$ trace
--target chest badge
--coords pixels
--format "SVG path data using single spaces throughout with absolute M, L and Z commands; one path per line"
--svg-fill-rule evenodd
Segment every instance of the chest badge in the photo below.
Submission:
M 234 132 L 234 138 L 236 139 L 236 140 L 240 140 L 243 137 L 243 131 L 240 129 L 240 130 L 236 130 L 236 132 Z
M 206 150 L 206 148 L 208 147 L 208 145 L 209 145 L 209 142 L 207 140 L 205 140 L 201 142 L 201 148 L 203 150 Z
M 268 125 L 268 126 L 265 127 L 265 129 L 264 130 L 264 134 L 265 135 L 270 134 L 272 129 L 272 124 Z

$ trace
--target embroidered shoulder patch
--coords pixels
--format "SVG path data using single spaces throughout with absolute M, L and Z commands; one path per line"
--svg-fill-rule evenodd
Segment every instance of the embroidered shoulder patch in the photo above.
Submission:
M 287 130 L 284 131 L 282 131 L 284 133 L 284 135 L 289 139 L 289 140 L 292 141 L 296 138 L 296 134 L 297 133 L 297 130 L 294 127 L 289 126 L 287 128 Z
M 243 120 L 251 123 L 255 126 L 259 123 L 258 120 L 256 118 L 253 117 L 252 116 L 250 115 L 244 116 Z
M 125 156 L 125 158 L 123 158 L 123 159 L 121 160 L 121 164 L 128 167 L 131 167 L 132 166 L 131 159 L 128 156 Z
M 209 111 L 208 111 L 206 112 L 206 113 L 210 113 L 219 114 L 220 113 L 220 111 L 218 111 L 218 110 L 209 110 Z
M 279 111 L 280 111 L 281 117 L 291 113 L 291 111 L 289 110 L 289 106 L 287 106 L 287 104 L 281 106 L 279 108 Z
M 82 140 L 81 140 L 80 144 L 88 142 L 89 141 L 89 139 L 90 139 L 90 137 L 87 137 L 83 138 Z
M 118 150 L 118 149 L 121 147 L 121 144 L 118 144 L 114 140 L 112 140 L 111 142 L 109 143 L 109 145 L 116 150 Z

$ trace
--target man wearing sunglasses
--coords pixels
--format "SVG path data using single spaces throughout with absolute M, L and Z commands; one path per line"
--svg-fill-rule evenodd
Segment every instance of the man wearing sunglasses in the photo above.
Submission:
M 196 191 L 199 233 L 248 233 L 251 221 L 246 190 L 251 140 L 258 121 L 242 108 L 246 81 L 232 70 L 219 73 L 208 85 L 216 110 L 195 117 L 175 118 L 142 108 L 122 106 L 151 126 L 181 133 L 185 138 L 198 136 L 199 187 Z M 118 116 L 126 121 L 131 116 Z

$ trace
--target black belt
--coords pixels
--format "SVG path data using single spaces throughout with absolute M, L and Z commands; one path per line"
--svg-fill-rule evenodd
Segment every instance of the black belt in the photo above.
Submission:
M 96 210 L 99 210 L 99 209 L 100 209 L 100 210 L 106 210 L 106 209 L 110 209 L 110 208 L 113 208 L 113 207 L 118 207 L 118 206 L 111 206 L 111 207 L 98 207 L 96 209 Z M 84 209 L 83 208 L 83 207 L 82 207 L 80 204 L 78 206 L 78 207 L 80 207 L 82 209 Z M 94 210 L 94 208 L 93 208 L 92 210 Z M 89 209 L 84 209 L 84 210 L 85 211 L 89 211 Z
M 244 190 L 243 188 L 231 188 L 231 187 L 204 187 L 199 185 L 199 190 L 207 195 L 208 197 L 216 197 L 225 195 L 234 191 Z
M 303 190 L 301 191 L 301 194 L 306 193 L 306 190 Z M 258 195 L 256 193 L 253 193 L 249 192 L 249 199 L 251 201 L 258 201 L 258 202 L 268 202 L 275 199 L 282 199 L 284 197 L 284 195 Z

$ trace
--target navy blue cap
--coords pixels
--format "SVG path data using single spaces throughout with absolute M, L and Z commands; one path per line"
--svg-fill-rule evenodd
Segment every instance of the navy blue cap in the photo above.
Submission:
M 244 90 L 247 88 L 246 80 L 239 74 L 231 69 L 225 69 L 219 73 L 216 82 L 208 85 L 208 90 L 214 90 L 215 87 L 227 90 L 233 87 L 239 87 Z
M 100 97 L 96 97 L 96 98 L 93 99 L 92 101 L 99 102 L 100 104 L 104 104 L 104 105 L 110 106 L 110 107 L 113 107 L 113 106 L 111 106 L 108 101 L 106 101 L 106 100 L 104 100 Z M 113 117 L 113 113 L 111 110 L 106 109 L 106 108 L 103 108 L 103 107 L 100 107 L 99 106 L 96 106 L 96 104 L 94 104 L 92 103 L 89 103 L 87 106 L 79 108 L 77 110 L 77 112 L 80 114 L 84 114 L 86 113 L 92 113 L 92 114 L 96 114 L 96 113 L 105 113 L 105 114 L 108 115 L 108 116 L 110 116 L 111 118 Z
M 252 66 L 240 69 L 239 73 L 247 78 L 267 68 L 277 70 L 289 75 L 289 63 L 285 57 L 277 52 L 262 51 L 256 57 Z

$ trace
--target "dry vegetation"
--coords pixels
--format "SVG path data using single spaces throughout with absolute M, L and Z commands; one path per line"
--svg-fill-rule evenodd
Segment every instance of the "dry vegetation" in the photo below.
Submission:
****
§ **REQUIRED WORK**: Please quote the rows verbatim, starting at their first line and stopping after the line that contains "M 234 132 L".

§ **ANSWER TO THIS EXERCISE**:
$ trace
--target chest badge
--coords pixels
--format "SVG path data using single spaces throughout with absolute M, L and Z commands; one path per line"
--svg-fill-rule evenodd
Segment every instance of the chest badge in the photo below.
Submission:
M 234 132 L 234 138 L 236 139 L 236 140 L 240 140 L 243 137 L 243 131 L 240 129 L 240 130 L 236 130 L 236 132 Z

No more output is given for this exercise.